--- TASK DESCRIPTION ---
Write out word for word the lines from the one holding "Find the paved" through the end of the data, and only those lines. Pictures stay out.

[Recorded data]
▬▬▬▬▬▬

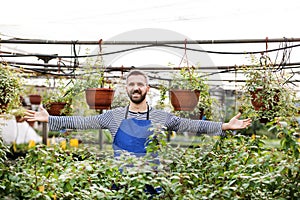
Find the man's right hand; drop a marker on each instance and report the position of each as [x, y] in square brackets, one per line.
[42, 115]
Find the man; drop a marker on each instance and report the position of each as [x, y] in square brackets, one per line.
[130, 125]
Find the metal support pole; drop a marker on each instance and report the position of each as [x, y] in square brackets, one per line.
[101, 135]
[101, 139]
[45, 132]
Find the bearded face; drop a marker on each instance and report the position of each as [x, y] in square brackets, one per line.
[136, 95]
[137, 88]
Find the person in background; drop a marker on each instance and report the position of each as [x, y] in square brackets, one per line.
[130, 125]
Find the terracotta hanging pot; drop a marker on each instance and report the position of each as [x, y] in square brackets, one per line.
[99, 98]
[184, 100]
[55, 108]
[35, 99]
[257, 101]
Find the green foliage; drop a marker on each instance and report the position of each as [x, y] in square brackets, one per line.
[270, 84]
[188, 78]
[10, 88]
[236, 167]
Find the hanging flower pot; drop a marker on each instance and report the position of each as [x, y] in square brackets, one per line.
[261, 101]
[99, 98]
[55, 108]
[184, 100]
[35, 99]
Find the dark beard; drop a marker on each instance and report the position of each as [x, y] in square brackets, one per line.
[137, 101]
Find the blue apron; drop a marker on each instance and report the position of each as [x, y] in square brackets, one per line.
[132, 135]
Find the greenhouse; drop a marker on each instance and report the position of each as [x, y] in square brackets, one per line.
[180, 118]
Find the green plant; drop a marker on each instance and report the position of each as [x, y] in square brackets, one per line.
[10, 88]
[62, 93]
[267, 93]
[189, 79]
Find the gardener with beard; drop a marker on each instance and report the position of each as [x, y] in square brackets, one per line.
[130, 125]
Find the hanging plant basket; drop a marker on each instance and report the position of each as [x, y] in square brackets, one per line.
[257, 101]
[184, 100]
[55, 108]
[99, 98]
[35, 99]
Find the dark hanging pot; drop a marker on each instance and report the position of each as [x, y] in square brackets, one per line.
[184, 100]
[55, 108]
[99, 98]
[35, 99]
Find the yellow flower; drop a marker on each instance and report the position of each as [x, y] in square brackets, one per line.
[73, 142]
[41, 188]
[31, 143]
[63, 144]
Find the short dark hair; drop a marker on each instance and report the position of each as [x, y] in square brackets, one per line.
[137, 72]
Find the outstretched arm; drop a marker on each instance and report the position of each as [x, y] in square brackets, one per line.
[235, 123]
[41, 116]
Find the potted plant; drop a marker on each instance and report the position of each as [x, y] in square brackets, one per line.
[98, 90]
[189, 94]
[34, 94]
[10, 89]
[58, 100]
[266, 93]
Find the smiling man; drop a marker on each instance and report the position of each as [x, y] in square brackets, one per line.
[130, 125]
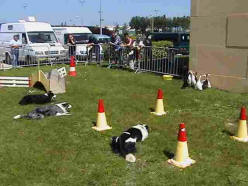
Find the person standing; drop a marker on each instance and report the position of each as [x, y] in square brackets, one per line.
[115, 43]
[15, 44]
[94, 47]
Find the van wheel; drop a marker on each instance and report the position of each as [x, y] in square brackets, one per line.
[7, 58]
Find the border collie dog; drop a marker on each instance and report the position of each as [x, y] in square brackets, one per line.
[38, 98]
[60, 109]
[125, 143]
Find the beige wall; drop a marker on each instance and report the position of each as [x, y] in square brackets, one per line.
[219, 42]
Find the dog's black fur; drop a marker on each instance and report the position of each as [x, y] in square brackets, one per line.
[125, 143]
[38, 98]
[59, 109]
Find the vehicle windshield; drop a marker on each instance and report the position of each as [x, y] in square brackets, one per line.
[80, 38]
[42, 37]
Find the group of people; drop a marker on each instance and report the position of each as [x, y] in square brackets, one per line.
[132, 46]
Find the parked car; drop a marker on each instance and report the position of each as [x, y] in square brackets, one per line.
[81, 36]
[37, 38]
[102, 38]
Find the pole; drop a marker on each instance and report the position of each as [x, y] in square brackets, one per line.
[100, 17]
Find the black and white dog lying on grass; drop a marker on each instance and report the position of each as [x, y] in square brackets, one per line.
[125, 143]
[38, 98]
[60, 109]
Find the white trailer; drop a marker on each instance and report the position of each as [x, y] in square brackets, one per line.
[37, 38]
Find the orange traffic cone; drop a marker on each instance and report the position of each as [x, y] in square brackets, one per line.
[101, 123]
[72, 71]
[242, 128]
[159, 109]
[182, 159]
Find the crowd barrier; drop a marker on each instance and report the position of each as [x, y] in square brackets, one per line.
[159, 60]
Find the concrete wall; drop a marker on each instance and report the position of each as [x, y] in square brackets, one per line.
[219, 42]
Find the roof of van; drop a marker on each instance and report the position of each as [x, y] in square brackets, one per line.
[73, 29]
[25, 27]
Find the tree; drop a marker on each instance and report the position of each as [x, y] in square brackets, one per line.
[139, 23]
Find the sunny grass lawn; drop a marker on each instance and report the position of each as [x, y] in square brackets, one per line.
[66, 151]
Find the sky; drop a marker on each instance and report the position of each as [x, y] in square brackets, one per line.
[86, 12]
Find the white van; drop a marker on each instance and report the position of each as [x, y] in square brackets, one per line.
[80, 34]
[37, 38]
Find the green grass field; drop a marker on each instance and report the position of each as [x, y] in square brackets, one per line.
[66, 151]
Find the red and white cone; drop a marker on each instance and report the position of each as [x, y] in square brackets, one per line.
[72, 71]
[182, 159]
[159, 109]
[101, 123]
[242, 127]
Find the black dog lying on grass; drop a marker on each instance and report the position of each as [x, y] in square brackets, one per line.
[125, 143]
[38, 98]
[60, 109]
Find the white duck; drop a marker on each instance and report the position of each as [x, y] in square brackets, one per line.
[199, 84]
[206, 83]
[193, 79]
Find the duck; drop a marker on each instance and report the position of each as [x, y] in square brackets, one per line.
[206, 83]
[189, 80]
[193, 79]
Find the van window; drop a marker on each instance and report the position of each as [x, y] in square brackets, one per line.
[24, 39]
[7, 37]
[42, 37]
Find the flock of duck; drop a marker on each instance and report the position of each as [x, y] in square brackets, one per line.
[191, 79]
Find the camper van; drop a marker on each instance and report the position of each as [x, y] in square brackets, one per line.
[80, 34]
[37, 38]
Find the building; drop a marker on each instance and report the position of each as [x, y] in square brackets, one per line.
[219, 42]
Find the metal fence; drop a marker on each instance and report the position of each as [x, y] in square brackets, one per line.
[139, 59]
[160, 60]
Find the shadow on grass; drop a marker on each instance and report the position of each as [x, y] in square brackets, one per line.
[228, 132]
[168, 154]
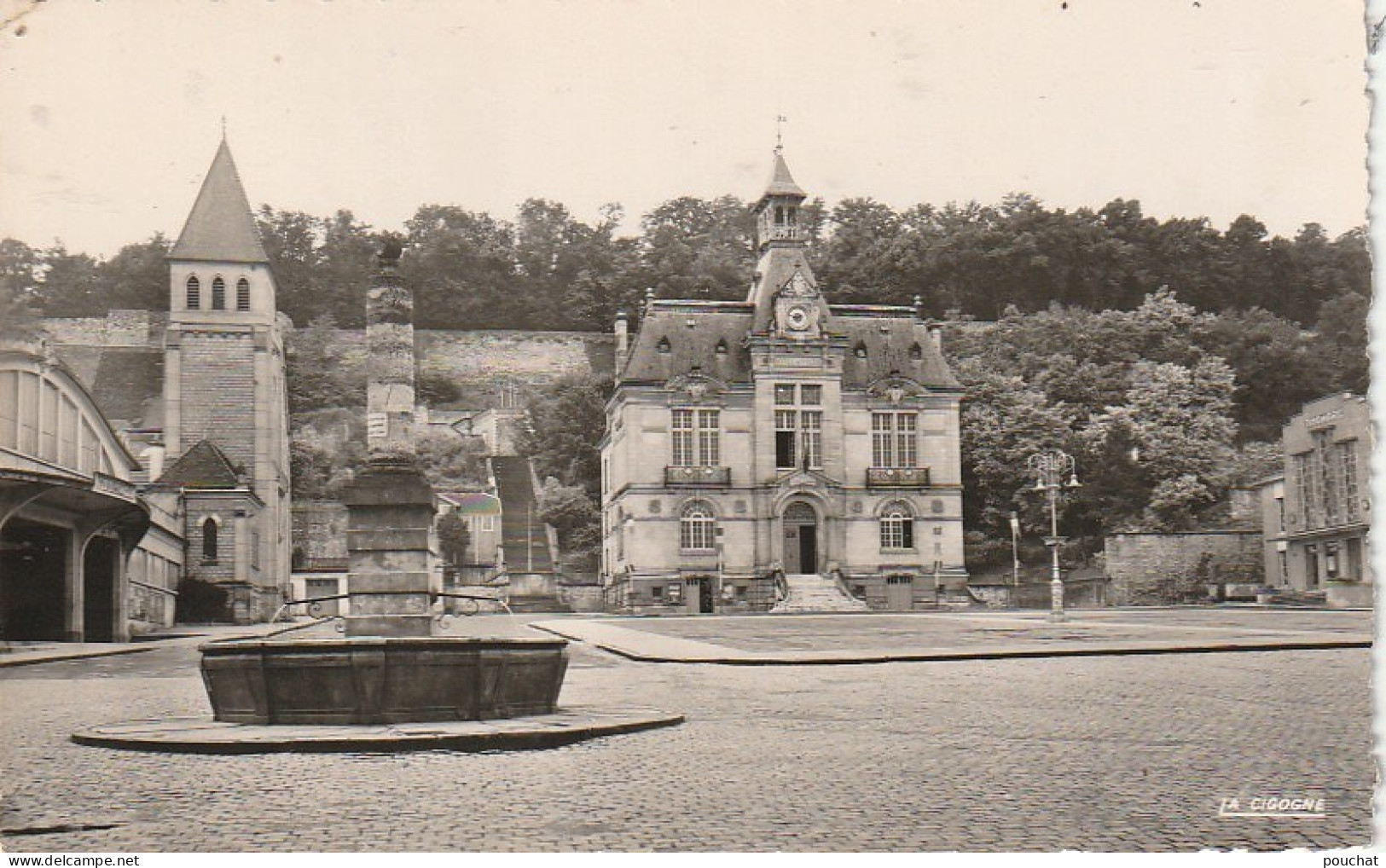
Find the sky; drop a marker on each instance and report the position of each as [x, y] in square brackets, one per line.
[111, 111]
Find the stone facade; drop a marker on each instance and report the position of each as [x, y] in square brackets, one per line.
[780, 436]
[223, 385]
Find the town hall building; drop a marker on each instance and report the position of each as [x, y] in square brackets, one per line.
[780, 448]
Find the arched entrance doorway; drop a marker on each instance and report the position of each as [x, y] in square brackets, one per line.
[800, 538]
[99, 582]
[33, 567]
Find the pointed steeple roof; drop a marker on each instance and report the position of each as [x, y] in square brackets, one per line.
[221, 226]
[782, 183]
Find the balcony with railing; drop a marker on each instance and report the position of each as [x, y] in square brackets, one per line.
[785, 234]
[897, 477]
[698, 476]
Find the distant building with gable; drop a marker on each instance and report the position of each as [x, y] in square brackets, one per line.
[780, 451]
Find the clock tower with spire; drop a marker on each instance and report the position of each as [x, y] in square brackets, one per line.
[226, 414]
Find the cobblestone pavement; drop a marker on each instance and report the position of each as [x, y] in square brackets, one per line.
[1105, 753]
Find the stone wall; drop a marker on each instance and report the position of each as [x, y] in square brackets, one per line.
[217, 393]
[476, 361]
[1151, 569]
[319, 534]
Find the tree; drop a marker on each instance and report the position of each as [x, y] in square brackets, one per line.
[137, 276]
[449, 460]
[1004, 422]
[565, 423]
[1341, 341]
[1180, 422]
[454, 538]
[70, 285]
[18, 315]
[461, 267]
[699, 248]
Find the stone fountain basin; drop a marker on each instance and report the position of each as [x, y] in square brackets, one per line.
[390, 680]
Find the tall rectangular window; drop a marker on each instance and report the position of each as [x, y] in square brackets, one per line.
[907, 443]
[1328, 476]
[9, 408]
[786, 427]
[1352, 495]
[709, 438]
[798, 433]
[698, 437]
[682, 431]
[811, 425]
[1304, 489]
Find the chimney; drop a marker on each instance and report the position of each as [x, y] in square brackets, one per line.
[623, 340]
[390, 336]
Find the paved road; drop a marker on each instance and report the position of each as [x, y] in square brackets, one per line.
[1109, 753]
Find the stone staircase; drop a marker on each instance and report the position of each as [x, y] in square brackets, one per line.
[809, 593]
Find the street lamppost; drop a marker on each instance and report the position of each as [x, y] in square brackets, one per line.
[1049, 469]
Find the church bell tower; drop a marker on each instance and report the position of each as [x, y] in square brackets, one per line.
[223, 373]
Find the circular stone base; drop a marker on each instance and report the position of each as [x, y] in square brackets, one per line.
[206, 735]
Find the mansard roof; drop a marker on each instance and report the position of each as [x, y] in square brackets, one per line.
[782, 183]
[203, 466]
[772, 272]
[221, 228]
[685, 348]
[882, 341]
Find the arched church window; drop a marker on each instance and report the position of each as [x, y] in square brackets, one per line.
[210, 533]
[698, 527]
[897, 526]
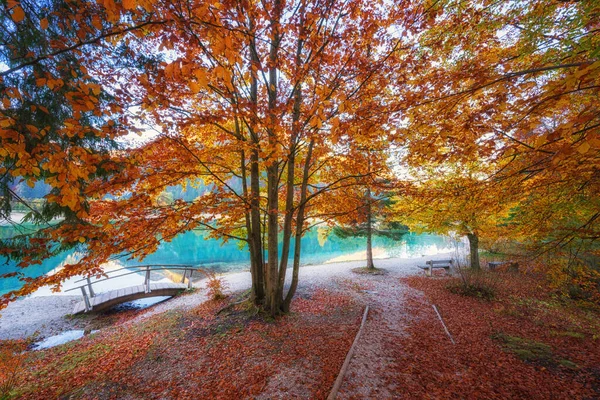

▬▬▬▬▬▬

--- WRITTEN SOLUTION ---
Find the paved road; drop a marker on each instance and report the position of each as [x, y] in square brackets, one per line.
[1109, 753]
Find the stone staircase; drop a marker on each instance and report the position of each as [x, y] in square brackets, one per line.
[809, 593]
Find the street lamppost; drop a marker on each instance and report the position of each as [x, y] in square brackets, one per line.
[1049, 469]
Find the church bell tower; drop a marker on each instance and report the position of each as [x, y] in square brackets, one per line.
[223, 373]
Find the circular stone base; drop a marker on each instance and report the position of each as [x, y] in square brackets, one per line.
[206, 735]
Find the mansard roof; drop a marker on each instance and report the position of each as [x, y] in square brackets, one per line.
[782, 183]
[203, 466]
[772, 272]
[221, 228]
[685, 348]
[882, 341]
Find the arched church window; drop a marker on each instance and report the position of each as [x, y] in square brackets, one per line.
[210, 533]
[698, 527]
[897, 526]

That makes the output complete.